Reproduce the listing, starting with the line that contains "Point out the village" and going on through the line that contains "x=830, y=88", with the requests kept as they are and every x and y coordinate in the answers multiplied by 0.8 and rounded to a whole number, halves rounded up. Return only those lines.

Extracted entries
══════════

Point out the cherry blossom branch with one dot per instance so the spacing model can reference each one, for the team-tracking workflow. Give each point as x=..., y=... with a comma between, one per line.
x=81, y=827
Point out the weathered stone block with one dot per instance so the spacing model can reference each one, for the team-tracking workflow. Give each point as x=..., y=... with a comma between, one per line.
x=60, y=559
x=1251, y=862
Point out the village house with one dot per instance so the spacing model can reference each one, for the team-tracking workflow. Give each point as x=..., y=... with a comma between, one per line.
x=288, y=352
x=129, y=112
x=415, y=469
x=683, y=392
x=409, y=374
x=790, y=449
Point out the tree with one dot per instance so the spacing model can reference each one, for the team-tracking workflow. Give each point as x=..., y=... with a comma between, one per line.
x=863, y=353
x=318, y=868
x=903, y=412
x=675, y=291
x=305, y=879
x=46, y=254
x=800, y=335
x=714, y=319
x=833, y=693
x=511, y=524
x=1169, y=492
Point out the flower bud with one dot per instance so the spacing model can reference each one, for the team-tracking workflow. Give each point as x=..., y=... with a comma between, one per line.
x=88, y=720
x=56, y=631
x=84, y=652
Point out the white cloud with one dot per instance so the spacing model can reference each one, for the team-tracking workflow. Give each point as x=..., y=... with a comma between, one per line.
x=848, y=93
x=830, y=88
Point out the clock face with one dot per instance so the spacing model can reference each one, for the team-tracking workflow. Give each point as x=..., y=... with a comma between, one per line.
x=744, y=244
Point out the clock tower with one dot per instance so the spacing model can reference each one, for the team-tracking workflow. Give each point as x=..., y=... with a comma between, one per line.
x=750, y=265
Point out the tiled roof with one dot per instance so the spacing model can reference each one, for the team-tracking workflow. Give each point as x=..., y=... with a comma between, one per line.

══════════

Full output
Point out the village house with one dot per instance so the spacing model can reference each one, for the team-tracking workflow. Give each point as x=..., y=... with a comma between, one per line.
x=230, y=282
x=103, y=90
x=332, y=375
x=546, y=314
x=327, y=299
x=632, y=359
Point out the tree with one dot per instance so the spacing model can reference each one, for the team-tracking workflow. Give each point as x=..., y=... with a comma between, one per line.
x=690, y=282
x=254, y=694
x=722, y=330
x=540, y=233
x=244, y=703
x=37, y=203
x=640, y=268
x=571, y=255
x=666, y=554
x=409, y=419
x=935, y=394
Point out the flower bud with one dot per instance so the spacing model can reference each one, for the team-tracking workflow. Give each point as x=..., y=... with a comma between, one per line.
x=70, y=576
x=45, y=505
x=67, y=522
Point out the white cloud with one dot per instance so the spacing model can reference each one, for the team-tracking workflow. Give each point as x=..., y=... with a comma between, one per line.
x=678, y=74
x=664, y=70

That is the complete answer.